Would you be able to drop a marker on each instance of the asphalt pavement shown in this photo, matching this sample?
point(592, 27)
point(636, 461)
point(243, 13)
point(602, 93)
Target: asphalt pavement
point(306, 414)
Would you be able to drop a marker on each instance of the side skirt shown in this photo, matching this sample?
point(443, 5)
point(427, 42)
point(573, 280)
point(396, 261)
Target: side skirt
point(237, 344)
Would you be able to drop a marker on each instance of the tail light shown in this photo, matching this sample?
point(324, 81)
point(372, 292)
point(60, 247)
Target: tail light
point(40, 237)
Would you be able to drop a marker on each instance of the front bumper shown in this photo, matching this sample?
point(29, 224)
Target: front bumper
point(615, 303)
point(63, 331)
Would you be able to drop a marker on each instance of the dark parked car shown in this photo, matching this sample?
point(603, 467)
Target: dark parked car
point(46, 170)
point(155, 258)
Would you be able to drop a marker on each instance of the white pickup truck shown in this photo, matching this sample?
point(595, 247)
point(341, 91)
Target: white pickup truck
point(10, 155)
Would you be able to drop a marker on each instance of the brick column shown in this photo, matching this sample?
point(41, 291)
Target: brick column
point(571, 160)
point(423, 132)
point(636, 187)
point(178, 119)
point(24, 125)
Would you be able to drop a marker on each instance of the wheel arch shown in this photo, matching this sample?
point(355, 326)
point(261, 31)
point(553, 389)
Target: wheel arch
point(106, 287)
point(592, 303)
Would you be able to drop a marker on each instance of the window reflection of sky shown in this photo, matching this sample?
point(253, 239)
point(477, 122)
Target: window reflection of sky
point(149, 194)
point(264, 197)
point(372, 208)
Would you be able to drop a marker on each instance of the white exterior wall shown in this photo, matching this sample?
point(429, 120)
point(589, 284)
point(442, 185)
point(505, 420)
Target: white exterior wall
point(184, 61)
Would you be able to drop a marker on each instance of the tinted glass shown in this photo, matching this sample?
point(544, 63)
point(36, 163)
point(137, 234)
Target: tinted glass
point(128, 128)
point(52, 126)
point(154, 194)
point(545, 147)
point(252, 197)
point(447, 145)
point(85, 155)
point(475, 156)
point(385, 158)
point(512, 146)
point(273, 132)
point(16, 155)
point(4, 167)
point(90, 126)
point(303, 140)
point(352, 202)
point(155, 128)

▬▬▬▬▬▬

TASK DESCRIPTION
Repeat, exactly and only, the lines above from the one containing "glass shown in this photo, matching this sample?" through the end of the material.

REPLY TO THE TASK
Would you be able to drop a marker on each instance of the tinted glass shown in this photo, matching this sample?
point(544, 63)
point(36, 163)
point(137, 234)
Target: tinted glass
point(128, 128)
point(52, 126)
point(154, 194)
point(545, 147)
point(252, 197)
point(447, 145)
point(85, 155)
point(475, 156)
point(385, 158)
point(512, 146)
point(273, 132)
point(16, 155)
point(4, 167)
point(90, 126)
point(303, 140)
point(352, 202)
point(155, 128)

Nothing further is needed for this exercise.